_Objective_. Copy everything from the line containing "Expected output: for each instance of the dark" down to the end of the material, keeping the requests. In the answers only, multiply each point coordinate by 2.5 and round it to a whole number, with halves rounded up.

— start —

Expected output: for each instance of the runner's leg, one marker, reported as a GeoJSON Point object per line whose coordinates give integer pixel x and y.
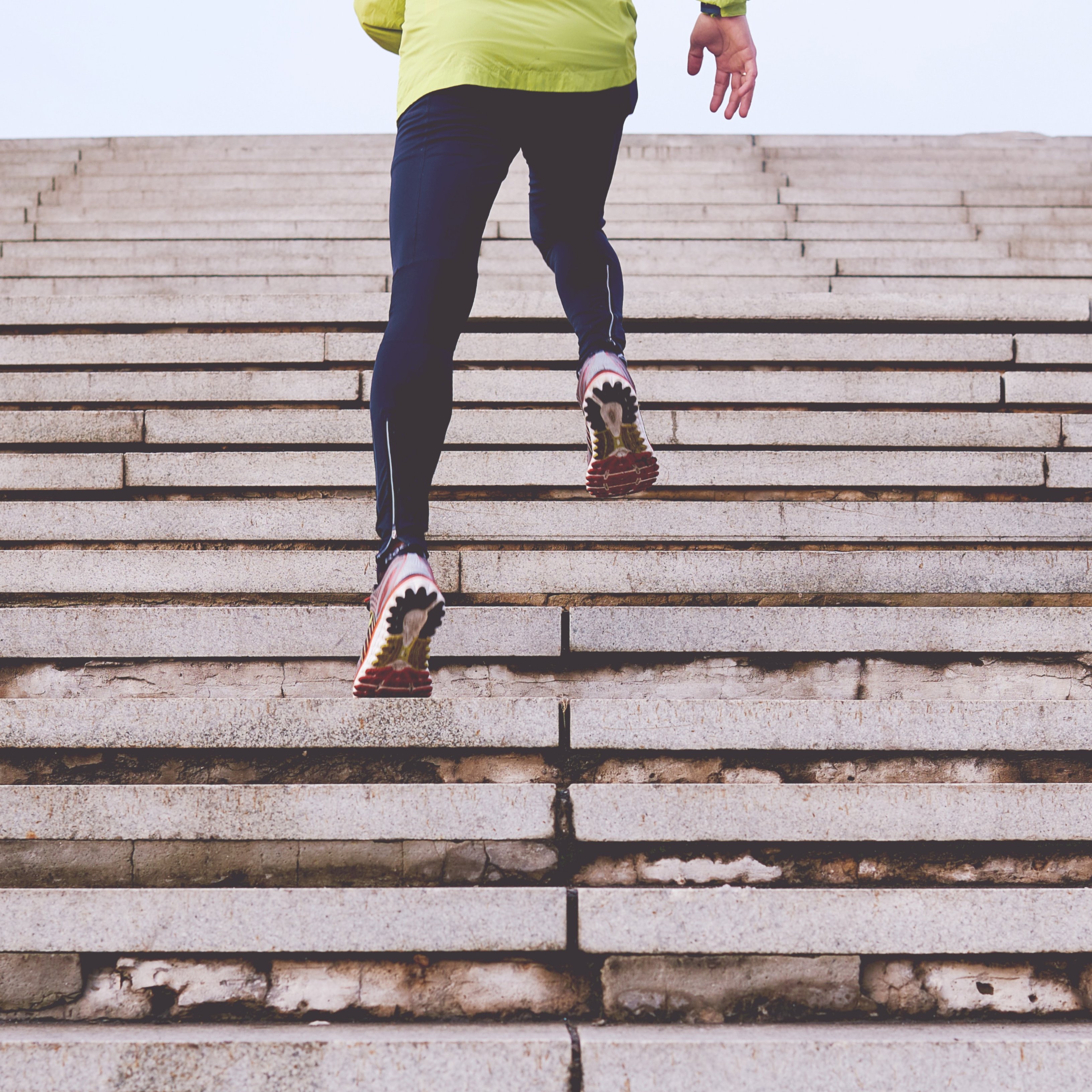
{"type": "Point", "coordinates": [570, 141]}
{"type": "Point", "coordinates": [452, 152]}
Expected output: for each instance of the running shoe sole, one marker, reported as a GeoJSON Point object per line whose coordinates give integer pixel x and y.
{"type": "Point", "coordinates": [622, 459]}
{"type": "Point", "coordinates": [399, 642]}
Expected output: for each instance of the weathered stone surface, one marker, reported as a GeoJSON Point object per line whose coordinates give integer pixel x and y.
{"type": "Point", "coordinates": [208, 982]}
{"type": "Point", "coordinates": [30, 863]}
{"type": "Point", "coordinates": [21, 470]}
{"type": "Point", "coordinates": [178, 864]}
{"type": "Point", "coordinates": [835, 922]}
{"type": "Point", "coordinates": [35, 981]}
{"type": "Point", "coordinates": [806, 572]}
{"type": "Point", "coordinates": [630, 870]}
{"type": "Point", "coordinates": [241, 813]}
{"type": "Point", "coordinates": [258, 426]}
{"type": "Point", "coordinates": [830, 725]}
{"type": "Point", "coordinates": [830, 629]}
{"type": "Point", "coordinates": [757, 348]}
{"type": "Point", "coordinates": [444, 990]}
{"type": "Point", "coordinates": [740, 386]}
{"type": "Point", "coordinates": [706, 990]}
{"type": "Point", "coordinates": [331, 722]}
{"type": "Point", "coordinates": [37, 350]}
{"type": "Point", "coordinates": [69, 426]}
{"type": "Point", "coordinates": [1049, 349]}
{"type": "Point", "coordinates": [82, 633]}
{"type": "Point", "coordinates": [281, 920]}
{"type": "Point", "coordinates": [948, 988]}
{"type": "Point", "coordinates": [831, 813]}
{"type": "Point", "coordinates": [827, 1059]}
{"type": "Point", "coordinates": [704, 469]}
{"type": "Point", "coordinates": [153, 387]}
{"type": "Point", "coordinates": [273, 520]}
{"type": "Point", "coordinates": [280, 1059]}
{"type": "Point", "coordinates": [202, 571]}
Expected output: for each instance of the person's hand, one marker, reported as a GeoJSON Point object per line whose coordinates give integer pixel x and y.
{"type": "Point", "coordinates": [731, 44]}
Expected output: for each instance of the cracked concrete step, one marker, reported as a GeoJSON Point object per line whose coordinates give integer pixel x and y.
{"type": "Point", "coordinates": [815, 725]}
{"type": "Point", "coordinates": [221, 307]}
{"type": "Point", "coordinates": [702, 469]}
{"type": "Point", "coordinates": [903, 813]}
{"type": "Point", "coordinates": [283, 920]}
{"type": "Point", "coordinates": [960, 267]}
{"type": "Point", "coordinates": [518, 572]}
{"type": "Point", "coordinates": [817, 921]}
{"type": "Point", "coordinates": [1071, 470]}
{"type": "Point", "coordinates": [338, 520]}
{"type": "Point", "coordinates": [797, 387]}
{"type": "Point", "coordinates": [515, 386]}
{"type": "Point", "coordinates": [1053, 349]}
{"type": "Point", "coordinates": [522, 427]}
{"type": "Point", "coordinates": [45, 471]}
{"type": "Point", "coordinates": [259, 632]}
{"type": "Point", "coordinates": [828, 1058]}
{"type": "Point", "coordinates": [532, 1058]}
{"type": "Point", "coordinates": [279, 722]}
{"type": "Point", "coordinates": [272, 813]}
{"type": "Point", "coordinates": [71, 426]}
{"type": "Point", "coordinates": [166, 348]}
{"type": "Point", "coordinates": [768, 572]}
{"type": "Point", "coordinates": [259, 572]}
{"type": "Point", "coordinates": [156, 387]}
{"type": "Point", "coordinates": [830, 629]}
{"type": "Point", "coordinates": [249, 349]}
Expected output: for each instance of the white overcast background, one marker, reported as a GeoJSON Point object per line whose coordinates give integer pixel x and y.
{"type": "Point", "coordinates": [74, 68]}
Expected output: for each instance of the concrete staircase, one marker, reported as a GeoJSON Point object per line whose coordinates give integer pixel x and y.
{"type": "Point", "coordinates": [778, 777]}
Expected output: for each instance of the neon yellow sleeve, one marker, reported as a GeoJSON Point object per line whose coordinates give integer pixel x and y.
{"type": "Point", "coordinates": [383, 21]}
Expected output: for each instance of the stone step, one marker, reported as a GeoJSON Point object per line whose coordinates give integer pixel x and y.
{"type": "Point", "coordinates": [768, 572]}
{"type": "Point", "coordinates": [799, 387]}
{"type": "Point", "coordinates": [272, 813]}
{"type": "Point", "coordinates": [899, 249]}
{"type": "Point", "coordinates": [259, 632]}
{"type": "Point", "coordinates": [254, 349]}
{"type": "Point", "coordinates": [61, 472]}
{"type": "Point", "coordinates": [827, 1058]}
{"type": "Point", "coordinates": [497, 469]}
{"type": "Point", "coordinates": [520, 572]}
{"type": "Point", "coordinates": [71, 426]}
{"type": "Point", "coordinates": [533, 1058]}
{"type": "Point", "coordinates": [820, 921]}
{"type": "Point", "coordinates": [256, 572]}
{"type": "Point", "coordinates": [159, 349]}
{"type": "Point", "coordinates": [222, 308]}
{"type": "Point", "coordinates": [339, 520]}
{"type": "Point", "coordinates": [960, 267]}
{"type": "Point", "coordinates": [542, 427]}
{"type": "Point", "coordinates": [829, 629]}
{"type": "Point", "coordinates": [816, 725]}
{"type": "Point", "coordinates": [279, 723]}
{"type": "Point", "coordinates": [1071, 470]}
{"type": "Point", "coordinates": [283, 920]}
{"type": "Point", "coordinates": [1060, 349]}
{"type": "Point", "coordinates": [903, 813]}
{"type": "Point", "coordinates": [154, 387]}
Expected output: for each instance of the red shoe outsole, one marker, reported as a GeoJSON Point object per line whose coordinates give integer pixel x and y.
{"type": "Point", "coordinates": [621, 475]}
{"type": "Point", "coordinates": [393, 683]}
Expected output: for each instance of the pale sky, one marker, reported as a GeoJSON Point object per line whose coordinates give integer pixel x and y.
{"type": "Point", "coordinates": [75, 68]}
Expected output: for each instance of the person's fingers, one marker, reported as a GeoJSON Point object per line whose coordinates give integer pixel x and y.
{"type": "Point", "coordinates": [695, 58]}
{"type": "Point", "coordinates": [720, 88]}
{"type": "Point", "coordinates": [743, 92]}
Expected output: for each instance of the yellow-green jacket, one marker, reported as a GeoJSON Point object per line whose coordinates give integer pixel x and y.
{"type": "Point", "coordinates": [530, 45]}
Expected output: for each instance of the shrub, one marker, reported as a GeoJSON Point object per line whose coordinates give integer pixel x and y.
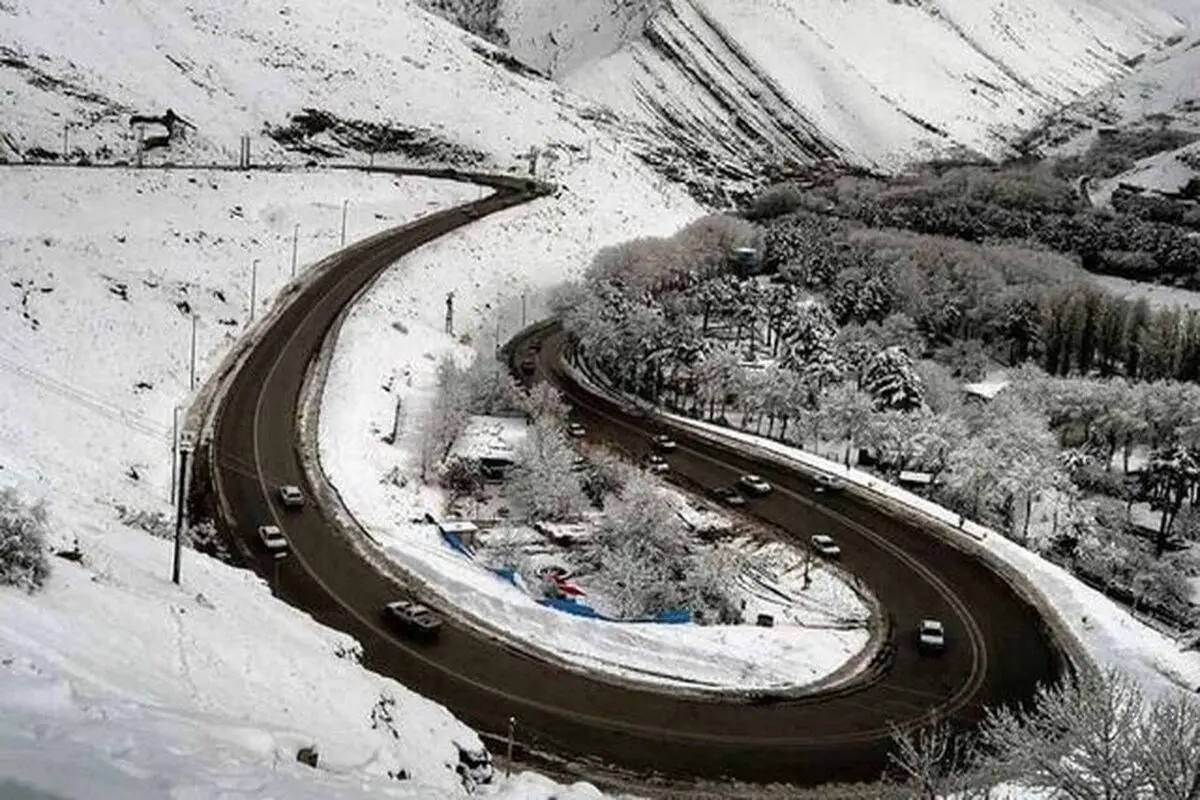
{"type": "Point", "coordinates": [775, 202]}
{"type": "Point", "coordinates": [23, 559]}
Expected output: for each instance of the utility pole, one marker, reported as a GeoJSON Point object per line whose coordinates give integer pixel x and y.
{"type": "Point", "coordinates": [295, 246]}
{"type": "Point", "coordinates": [395, 420]}
{"type": "Point", "coordinates": [253, 288]}
{"type": "Point", "coordinates": [191, 382]}
{"type": "Point", "coordinates": [185, 450]}
{"type": "Point", "coordinates": [508, 762]}
{"type": "Point", "coordinates": [174, 450]}
{"type": "Point", "coordinates": [276, 560]}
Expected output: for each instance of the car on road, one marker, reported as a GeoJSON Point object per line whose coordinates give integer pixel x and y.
{"type": "Point", "coordinates": [729, 495]}
{"type": "Point", "coordinates": [413, 619]}
{"type": "Point", "coordinates": [754, 485]}
{"type": "Point", "coordinates": [292, 497]}
{"type": "Point", "coordinates": [827, 483]}
{"type": "Point", "coordinates": [273, 537]}
{"type": "Point", "coordinates": [825, 545]}
{"type": "Point", "coordinates": [664, 443]}
{"type": "Point", "coordinates": [657, 464]}
{"type": "Point", "coordinates": [931, 636]}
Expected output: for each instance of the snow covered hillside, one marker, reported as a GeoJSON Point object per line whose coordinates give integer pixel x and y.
{"type": "Point", "coordinates": [113, 680]}
{"type": "Point", "coordinates": [1162, 90]}
{"type": "Point", "coordinates": [875, 82]}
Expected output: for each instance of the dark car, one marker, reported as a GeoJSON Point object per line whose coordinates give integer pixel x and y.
{"type": "Point", "coordinates": [413, 619]}
{"type": "Point", "coordinates": [729, 497]}
{"type": "Point", "coordinates": [828, 483]}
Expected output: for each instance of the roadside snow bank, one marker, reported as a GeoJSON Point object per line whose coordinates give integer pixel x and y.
{"type": "Point", "coordinates": [499, 269]}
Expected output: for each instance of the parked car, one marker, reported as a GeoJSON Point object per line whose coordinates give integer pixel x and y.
{"type": "Point", "coordinates": [825, 545]}
{"type": "Point", "coordinates": [931, 636]}
{"type": "Point", "coordinates": [754, 485]}
{"type": "Point", "coordinates": [664, 443]}
{"type": "Point", "coordinates": [729, 497]}
{"type": "Point", "coordinates": [292, 497]}
{"type": "Point", "coordinates": [273, 537]}
{"type": "Point", "coordinates": [413, 619]}
{"type": "Point", "coordinates": [657, 464]}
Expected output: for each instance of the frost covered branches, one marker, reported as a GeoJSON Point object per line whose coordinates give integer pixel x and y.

— end —

_Written solution_.
Expected output: for each instance of the dark car, one marker, reported as a GeoJSON Point object per line whose coordinates give integer pixel x and y.
{"type": "Point", "coordinates": [1033, 1548]}
{"type": "Point", "coordinates": [1823, 1243]}
{"type": "Point", "coordinates": [2070, 1208]}
Expected output: for each instance of the roadside snow bank, one marker, reported as a GeoJSON Point object per line whose coordinates give integer pixel x and y.
{"type": "Point", "coordinates": [1248, 673]}
Expected output: for each instance of the parked car, one marker, reported as a GeoJSON Point object per line whose coordinates give integer pixel x and y.
{"type": "Point", "coordinates": [2063, 1363]}
{"type": "Point", "coordinates": [2328, 1590]}
{"type": "Point", "coordinates": [1885, 1213]}
{"type": "Point", "coordinates": [1660, 1108]}
{"type": "Point", "coordinates": [1823, 1243]}
{"type": "Point", "coordinates": [730, 1243]}
{"type": "Point", "coordinates": [683, 1343]}
{"type": "Point", "coordinates": [1033, 1548]}
{"type": "Point", "coordinates": [1643, 1160]}
Expected output: for each instance of the frost covered branches, one marker, reported as a GeoJSON Point object per line whose coordinates give integer pixel x and y.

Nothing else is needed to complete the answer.